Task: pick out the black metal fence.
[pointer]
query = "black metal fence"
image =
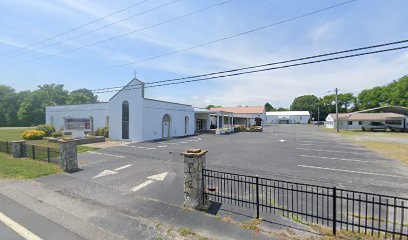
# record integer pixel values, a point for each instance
(41, 153)
(361, 212)
(5, 147)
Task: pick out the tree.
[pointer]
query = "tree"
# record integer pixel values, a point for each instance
(81, 96)
(32, 108)
(268, 107)
(306, 103)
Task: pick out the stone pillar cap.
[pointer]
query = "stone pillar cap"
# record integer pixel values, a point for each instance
(194, 152)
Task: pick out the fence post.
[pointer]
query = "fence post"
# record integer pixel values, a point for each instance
(334, 210)
(68, 156)
(194, 163)
(18, 149)
(33, 151)
(257, 196)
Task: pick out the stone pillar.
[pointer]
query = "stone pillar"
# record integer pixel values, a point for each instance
(68, 156)
(194, 162)
(18, 149)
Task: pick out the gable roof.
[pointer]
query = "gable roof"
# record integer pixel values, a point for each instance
(288, 113)
(366, 116)
(241, 110)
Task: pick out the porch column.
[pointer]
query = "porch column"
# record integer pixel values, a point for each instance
(232, 121)
(218, 121)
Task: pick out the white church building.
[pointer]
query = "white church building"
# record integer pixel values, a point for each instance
(128, 114)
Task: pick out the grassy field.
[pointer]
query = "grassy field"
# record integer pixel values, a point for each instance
(13, 134)
(24, 168)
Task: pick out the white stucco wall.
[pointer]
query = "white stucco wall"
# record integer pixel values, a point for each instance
(273, 119)
(99, 112)
(133, 94)
(153, 112)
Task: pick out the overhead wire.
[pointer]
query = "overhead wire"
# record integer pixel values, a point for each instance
(267, 64)
(77, 27)
(87, 33)
(223, 38)
(129, 33)
(265, 69)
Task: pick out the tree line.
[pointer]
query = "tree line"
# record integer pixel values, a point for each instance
(27, 108)
(394, 94)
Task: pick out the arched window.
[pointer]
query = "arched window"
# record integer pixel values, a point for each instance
(166, 126)
(52, 121)
(186, 125)
(107, 121)
(125, 120)
(91, 123)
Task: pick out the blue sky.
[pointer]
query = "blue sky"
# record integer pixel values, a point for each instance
(361, 23)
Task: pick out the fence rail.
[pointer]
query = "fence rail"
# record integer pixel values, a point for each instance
(41, 153)
(5, 147)
(361, 212)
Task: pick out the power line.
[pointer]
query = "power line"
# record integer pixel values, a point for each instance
(131, 32)
(223, 38)
(89, 32)
(268, 64)
(267, 69)
(76, 28)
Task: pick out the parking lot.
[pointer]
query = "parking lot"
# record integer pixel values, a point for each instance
(288, 152)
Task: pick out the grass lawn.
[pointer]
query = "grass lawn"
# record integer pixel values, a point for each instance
(23, 168)
(396, 151)
(11, 134)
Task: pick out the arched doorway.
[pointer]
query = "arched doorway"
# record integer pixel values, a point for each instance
(125, 120)
(258, 121)
(186, 125)
(166, 126)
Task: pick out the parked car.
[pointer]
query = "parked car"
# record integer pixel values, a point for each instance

########

**Directions for this task:** None of the pictures should be copied, but every record above must be returned exactly.

**Finished exercise:**
Task: pick out the black metal fence.
[pointer]
query = "black metal fence"
image =
# record integer pixel values, a point for each instance
(41, 153)
(361, 212)
(5, 147)
Task: pick out the tree.
[pointer]
query = "tree"
# record integer pixel values, a point for each instance
(81, 96)
(32, 108)
(268, 107)
(306, 103)
Task: pick out the stone pillar cap.
[pointer]
query = "stone pillar cap"
# record integer pixel values, a point for each instance
(194, 152)
Task: pick out the fence post.
[pointer]
query = "fence post"
# record integer pixel values, a point for each instance
(334, 210)
(68, 156)
(194, 163)
(18, 149)
(33, 151)
(257, 196)
Task: pick out the stone pillar.
[pointer]
query = "stone pillar"
# record integer pixel values, a point for each instance
(68, 156)
(194, 162)
(18, 149)
Task: pick out the gable roof.
[pointer]
query = "gable roof"
# record integer pixel values, a point for each instance
(288, 113)
(366, 116)
(241, 110)
Task: pick out the porch column.
[pointer]
query = "porch column"
# record integer pixel values, a point for each instance
(232, 121)
(218, 121)
Task: pick out the white church building.
[pointer]
query = "white church building"
# record integer pixel values, a point for each instance
(128, 114)
Task: pick out the grassy field.
[pointer]
query = "grassy field"
# record integer pixel values, a point for each instance
(13, 134)
(24, 168)
Task: pick out the white stucco wall.
[pointer]
query = "white stucco wall"
# record integer pixel values, a point for each instance
(273, 119)
(99, 112)
(133, 94)
(153, 112)
Task: pick out the overhead wire.
[pointer]
query = "overhead wire"
# record integer pixel values, a point for each instance
(267, 64)
(77, 27)
(87, 33)
(223, 38)
(129, 33)
(265, 69)
Task: pick out the tree line.
[pointer]
query = "tree line"
# record integer pixel values, a point for each instance
(27, 108)
(394, 94)
Task: pick out the arched window.
[pointer]
query = "arched window"
# record integer pixel values, a point for each instance
(166, 126)
(52, 121)
(186, 125)
(107, 121)
(125, 120)
(91, 123)
Task: pick out the blue sky.
[pointer]
query = "blue sky"
# record integer pixel values, a point for each instance
(361, 23)
Task: pick out the fence rail.
[pointer]
query = "fence rail"
# record integer pixel values, a point for each instance
(41, 153)
(5, 147)
(361, 212)
Task: pick out the power line.
[pointer]
query = "power line"
# record integer pixel values, a point for each instance
(131, 32)
(223, 38)
(89, 32)
(268, 64)
(267, 69)
(76, 28)
Task: pick out the parking lot.
[pointer]
query = "parking lot"
# record integer pixel values, a point for each instance
(288, 152)
Task: pick out the grass lawn.
[pointer]
query = "grass lawn"
# record integer pixel values, a point for each instance
(23, 168)
(396, 151)
(11, 134)
Task: pick out the arched doorway.
[pointer]
query = "arched doorway"
# record integer pixel values, a point for each instance
(125, 120)
(258, 121)
(186, 125)
(166, 126)
Task: pick out the parked car.
[pointer]
query = "parked car"
# record integer pixel values, a point for each instance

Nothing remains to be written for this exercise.